That night while everyone slept, I crept into the kitchen picking up my little walker and setting it back down shuffling my feet behind as quite as a mouse in a room full of cats.
I studied the food cart and figured out how to use a butter knife to unscrew one end with the wheels on it. Then wondered how I could attach it to my fateful little walker. I opened a few drawers and found what I needed, duck tape.

The next day at lunch I wheeled up to where my girl was sitting with Hound Dog Joe, gave her my sexy look and said, “Vroom, Vroom.” , as I pushed my new wheels back and forth, then said, “Hey sexy you want to go for a ride?”
At that moment the maintenance man showed up, cut the duck tap removing my new wheels.  

I gave her a look of embarrassment as Hound Dog Joe roared with laughter, so I turned away in shame. Has I started to shuffle away I felt a soft hand on my arm. I turned to look and she had taken her teeth out giving me a big gummy smile. My heart became warm as the sun as we both shuffled away with our walkers.

## Work to be completed
Could you reproduce the walker story word for word, the stretch from "That night while" through "full of cats."? This data isn't needed for anything here.

(Data drawn from a collection)

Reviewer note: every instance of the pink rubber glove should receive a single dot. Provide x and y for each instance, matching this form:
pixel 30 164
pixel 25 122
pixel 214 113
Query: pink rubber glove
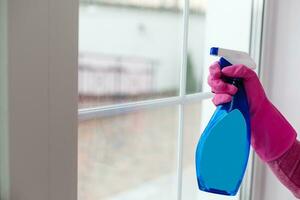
pixel 271 134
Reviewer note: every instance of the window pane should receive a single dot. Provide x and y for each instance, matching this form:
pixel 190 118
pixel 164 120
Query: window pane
pixel 128 157
pixel 128 50
pixel 196 118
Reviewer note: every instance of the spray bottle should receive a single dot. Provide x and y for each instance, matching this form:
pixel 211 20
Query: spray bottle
pixel 223 149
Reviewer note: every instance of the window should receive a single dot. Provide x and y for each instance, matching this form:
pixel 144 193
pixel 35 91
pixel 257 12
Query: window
pixel 143 100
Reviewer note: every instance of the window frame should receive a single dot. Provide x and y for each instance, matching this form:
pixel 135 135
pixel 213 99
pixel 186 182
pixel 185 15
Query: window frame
pixel 183 99
pixel 41 102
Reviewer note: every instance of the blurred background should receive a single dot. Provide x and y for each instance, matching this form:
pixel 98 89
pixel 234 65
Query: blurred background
pixel 131 50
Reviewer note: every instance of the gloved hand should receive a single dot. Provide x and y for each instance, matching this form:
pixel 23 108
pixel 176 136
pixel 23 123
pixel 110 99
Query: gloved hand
pixel 271 134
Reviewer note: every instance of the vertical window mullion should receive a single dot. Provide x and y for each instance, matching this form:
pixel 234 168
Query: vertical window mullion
pixel 182 93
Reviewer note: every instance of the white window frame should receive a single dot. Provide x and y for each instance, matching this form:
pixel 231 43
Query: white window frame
pixel 40 160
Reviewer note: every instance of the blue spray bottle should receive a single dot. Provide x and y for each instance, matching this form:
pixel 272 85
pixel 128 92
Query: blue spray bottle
pixel 223 149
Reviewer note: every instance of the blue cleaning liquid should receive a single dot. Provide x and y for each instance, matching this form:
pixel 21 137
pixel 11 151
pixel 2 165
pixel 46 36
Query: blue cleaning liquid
pixel 223 150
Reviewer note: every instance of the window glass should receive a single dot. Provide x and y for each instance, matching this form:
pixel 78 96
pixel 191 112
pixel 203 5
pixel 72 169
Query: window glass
pixel 128 50
pixel 130 156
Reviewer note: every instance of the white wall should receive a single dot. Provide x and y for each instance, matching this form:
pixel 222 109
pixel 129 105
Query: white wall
pixel 281 78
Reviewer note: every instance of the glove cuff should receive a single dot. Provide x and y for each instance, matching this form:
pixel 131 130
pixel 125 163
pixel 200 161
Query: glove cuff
pixel 272 135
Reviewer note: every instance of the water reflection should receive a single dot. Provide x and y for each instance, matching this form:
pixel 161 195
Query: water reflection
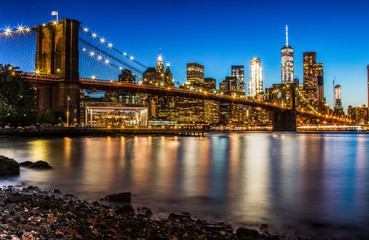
pixel 290 181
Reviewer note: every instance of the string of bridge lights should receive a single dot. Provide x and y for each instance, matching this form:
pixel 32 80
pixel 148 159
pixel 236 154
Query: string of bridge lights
pixel 110 45
pixel 19 29
pixel 316 112
pixel 100 58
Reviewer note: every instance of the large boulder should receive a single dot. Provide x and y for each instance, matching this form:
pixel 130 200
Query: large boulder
pixel 8 166
pixel 124 197
pixel 40 165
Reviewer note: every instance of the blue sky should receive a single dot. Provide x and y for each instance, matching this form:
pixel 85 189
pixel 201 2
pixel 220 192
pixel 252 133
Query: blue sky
pixel 219 34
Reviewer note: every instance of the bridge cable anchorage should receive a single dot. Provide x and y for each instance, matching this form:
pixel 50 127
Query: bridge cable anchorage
pixel 106 60
pixel 101 40
pixel 110 56
pixel 20 29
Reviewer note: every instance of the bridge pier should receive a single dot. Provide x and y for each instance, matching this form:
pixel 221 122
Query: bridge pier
pixel 284 120
pixel 57 54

## Output of the exercise
That night while everyone slept, I crept into the kitchen picking up my little walker and setting it back down shuffling my feet behind as quite as a mouse in a room full of cats.